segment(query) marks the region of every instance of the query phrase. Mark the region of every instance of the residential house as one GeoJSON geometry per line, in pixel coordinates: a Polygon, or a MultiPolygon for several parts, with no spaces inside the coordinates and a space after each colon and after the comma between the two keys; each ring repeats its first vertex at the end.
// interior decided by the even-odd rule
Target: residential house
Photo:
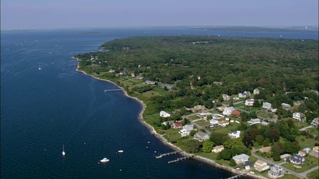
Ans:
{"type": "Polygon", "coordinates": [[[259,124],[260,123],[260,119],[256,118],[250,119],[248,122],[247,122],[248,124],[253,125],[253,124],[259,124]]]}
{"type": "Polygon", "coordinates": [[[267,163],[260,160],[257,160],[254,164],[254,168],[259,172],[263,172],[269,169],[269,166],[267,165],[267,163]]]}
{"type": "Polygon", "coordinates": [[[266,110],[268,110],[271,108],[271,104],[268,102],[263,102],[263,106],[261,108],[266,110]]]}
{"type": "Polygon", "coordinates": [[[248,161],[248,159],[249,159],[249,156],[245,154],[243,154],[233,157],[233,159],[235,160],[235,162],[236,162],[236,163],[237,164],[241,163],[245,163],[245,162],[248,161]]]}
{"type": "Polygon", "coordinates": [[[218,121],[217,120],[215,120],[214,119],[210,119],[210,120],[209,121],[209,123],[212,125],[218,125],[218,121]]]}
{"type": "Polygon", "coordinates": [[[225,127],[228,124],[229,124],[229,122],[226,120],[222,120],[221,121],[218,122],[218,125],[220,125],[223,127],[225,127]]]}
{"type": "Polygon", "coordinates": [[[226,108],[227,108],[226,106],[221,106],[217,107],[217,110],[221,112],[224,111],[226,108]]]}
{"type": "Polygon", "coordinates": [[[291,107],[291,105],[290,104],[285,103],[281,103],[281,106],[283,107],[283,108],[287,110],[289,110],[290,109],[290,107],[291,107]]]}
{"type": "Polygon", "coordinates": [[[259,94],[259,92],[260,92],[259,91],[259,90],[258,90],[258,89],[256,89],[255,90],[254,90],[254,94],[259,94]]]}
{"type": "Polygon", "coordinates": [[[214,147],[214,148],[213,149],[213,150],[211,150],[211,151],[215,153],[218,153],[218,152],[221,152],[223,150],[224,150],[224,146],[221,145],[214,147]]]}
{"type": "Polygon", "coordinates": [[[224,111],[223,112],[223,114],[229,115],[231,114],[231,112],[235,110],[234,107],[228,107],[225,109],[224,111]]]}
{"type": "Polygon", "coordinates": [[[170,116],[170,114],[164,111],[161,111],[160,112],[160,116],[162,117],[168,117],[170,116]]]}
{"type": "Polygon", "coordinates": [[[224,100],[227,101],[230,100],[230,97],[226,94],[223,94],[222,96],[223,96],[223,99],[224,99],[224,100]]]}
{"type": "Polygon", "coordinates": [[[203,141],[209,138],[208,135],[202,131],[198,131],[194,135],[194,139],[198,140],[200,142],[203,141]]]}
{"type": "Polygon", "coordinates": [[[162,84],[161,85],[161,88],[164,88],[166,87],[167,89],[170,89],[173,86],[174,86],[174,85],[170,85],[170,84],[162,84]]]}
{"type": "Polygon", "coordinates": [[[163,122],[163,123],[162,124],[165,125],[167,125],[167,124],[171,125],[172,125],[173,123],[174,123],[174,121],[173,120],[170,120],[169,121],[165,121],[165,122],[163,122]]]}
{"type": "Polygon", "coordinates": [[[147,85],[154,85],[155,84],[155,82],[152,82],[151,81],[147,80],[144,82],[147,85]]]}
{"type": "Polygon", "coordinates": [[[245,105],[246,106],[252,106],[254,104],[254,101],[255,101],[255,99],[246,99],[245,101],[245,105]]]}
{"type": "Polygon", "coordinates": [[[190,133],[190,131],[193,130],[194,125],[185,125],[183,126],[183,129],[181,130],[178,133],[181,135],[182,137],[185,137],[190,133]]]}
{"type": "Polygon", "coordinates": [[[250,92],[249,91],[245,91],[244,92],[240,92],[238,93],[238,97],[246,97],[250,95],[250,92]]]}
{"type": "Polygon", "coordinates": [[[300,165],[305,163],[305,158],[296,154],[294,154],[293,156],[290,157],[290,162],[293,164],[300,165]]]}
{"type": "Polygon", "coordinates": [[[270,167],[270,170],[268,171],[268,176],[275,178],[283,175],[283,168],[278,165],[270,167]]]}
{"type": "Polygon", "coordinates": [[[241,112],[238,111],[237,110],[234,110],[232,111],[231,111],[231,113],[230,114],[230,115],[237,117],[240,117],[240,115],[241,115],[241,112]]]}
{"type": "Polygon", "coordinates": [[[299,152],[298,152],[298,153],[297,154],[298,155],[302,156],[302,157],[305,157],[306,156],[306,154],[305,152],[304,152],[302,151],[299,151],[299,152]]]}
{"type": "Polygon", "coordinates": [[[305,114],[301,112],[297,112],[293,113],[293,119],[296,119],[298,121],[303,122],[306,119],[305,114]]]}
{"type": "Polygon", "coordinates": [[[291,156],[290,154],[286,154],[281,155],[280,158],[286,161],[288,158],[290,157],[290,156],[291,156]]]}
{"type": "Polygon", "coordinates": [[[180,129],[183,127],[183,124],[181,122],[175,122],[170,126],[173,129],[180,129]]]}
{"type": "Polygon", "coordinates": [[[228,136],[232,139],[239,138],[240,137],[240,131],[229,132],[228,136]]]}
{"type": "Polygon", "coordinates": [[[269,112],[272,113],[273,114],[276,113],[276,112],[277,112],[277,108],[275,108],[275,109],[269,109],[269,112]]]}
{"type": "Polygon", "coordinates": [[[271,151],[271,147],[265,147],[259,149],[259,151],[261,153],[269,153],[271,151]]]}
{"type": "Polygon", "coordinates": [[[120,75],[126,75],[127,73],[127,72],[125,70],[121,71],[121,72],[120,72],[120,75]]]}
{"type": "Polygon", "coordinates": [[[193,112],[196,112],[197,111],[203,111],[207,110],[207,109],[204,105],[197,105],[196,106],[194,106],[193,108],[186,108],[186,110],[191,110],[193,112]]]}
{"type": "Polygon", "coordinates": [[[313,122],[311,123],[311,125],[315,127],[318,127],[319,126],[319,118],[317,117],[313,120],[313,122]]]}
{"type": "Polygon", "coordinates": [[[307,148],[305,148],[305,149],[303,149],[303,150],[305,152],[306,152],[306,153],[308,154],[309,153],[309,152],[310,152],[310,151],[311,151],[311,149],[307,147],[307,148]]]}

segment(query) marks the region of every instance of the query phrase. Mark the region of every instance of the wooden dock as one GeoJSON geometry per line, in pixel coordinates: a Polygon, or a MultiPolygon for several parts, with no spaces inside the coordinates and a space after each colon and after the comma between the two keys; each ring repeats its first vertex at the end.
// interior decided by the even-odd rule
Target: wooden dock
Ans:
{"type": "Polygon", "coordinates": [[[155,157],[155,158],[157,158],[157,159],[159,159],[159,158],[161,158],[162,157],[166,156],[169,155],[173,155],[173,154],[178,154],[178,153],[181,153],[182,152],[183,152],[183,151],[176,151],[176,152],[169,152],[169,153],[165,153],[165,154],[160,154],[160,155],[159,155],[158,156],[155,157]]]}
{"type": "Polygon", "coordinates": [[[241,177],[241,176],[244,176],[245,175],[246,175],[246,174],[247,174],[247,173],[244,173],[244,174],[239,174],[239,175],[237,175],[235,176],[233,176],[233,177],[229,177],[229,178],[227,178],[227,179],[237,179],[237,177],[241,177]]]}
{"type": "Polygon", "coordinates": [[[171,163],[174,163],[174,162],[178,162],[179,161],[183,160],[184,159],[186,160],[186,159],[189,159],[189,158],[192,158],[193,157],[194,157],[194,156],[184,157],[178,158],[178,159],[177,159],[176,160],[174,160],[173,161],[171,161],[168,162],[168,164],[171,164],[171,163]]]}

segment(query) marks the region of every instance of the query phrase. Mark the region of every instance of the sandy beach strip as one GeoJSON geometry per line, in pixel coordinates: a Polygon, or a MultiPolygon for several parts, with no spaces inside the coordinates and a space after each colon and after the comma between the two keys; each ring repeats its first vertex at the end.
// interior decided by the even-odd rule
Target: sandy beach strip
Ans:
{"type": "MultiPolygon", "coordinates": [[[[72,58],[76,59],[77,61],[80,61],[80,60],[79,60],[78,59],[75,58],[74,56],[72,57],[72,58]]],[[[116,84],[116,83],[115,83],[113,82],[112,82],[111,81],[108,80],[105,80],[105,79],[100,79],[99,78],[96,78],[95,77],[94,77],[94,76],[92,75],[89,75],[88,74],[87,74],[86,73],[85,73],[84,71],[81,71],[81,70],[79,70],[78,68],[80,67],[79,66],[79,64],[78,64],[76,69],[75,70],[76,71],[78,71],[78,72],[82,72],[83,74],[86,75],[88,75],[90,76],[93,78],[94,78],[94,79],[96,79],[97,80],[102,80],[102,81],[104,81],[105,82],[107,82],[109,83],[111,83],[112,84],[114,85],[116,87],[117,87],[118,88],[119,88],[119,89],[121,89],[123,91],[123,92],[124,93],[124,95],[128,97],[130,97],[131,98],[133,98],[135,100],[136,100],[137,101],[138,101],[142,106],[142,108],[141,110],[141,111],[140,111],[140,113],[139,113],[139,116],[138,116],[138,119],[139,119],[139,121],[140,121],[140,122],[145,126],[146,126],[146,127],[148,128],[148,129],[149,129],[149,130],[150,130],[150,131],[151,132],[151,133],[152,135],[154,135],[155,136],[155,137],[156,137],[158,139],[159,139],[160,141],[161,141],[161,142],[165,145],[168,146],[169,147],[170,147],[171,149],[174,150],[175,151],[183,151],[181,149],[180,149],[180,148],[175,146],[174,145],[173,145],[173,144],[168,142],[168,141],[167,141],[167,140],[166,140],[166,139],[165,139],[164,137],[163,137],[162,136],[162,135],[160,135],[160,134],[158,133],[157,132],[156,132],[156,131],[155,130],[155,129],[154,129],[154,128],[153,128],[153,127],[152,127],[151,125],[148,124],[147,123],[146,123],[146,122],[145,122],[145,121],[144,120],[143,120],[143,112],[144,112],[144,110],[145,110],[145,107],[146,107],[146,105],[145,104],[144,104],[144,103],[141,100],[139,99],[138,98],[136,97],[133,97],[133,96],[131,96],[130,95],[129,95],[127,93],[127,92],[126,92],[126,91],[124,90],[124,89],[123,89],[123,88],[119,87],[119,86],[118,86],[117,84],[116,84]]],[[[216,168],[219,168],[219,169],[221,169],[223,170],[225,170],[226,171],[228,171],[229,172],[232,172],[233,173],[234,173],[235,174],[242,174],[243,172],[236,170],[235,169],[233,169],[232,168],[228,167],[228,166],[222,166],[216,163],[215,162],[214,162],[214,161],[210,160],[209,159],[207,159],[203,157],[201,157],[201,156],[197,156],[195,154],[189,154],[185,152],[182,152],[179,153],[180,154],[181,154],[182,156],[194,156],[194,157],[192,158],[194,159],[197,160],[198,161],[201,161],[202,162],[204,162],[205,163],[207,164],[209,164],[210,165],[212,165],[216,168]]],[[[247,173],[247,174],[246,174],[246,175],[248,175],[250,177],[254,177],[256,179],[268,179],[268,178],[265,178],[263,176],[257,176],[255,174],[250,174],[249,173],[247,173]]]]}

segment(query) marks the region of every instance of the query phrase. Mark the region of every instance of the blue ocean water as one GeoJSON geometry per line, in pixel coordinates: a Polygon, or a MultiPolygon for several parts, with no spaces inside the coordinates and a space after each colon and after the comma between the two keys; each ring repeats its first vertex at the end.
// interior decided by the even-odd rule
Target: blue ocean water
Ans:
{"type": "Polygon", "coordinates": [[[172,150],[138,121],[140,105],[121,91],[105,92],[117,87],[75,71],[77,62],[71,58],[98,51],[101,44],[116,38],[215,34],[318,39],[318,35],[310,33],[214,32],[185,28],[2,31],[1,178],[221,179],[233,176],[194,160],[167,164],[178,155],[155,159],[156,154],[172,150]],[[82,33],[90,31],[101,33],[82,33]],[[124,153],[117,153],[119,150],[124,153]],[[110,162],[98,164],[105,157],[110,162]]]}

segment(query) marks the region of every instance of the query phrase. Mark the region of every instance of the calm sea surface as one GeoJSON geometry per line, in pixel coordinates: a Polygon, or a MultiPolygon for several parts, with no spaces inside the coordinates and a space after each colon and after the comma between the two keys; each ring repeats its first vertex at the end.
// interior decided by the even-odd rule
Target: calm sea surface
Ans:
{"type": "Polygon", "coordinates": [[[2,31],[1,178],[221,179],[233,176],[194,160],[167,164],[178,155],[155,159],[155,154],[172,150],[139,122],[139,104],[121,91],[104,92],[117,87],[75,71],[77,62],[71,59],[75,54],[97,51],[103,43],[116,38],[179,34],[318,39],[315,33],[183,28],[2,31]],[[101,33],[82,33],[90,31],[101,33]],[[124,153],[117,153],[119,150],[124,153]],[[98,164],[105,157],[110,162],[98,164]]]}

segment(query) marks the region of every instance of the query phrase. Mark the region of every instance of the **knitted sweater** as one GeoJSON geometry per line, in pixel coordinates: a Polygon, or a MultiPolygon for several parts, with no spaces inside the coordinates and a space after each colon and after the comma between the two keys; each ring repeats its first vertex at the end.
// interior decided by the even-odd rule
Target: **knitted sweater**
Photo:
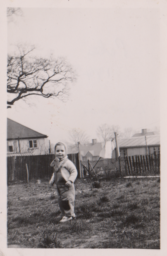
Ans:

——

• _Directions for this task_:
Can you render the records as a JSON list of strings, one per line with blank lines dropped, starting with the line containing "of the **knitted" and running through the end of the records? Omit the pictures.

• _Output of the task_:
[
  "segment(query) marks the region of every instance of the query phrase. Mark the region of every instance of the **knitted sweater** as one GeoJSON geometry per line, in pixel coordinates: a Polygon, or a MultiPolygon for several parts, with no spaces inside the coordinates and a space after each colon and after the comma between the two keys; each ring repeats its first vertex at the end.",
  "// interior decided by the even-odd rule",
  "Target: **knitted sweater**",
  "Photo:",
  "Ans:"
]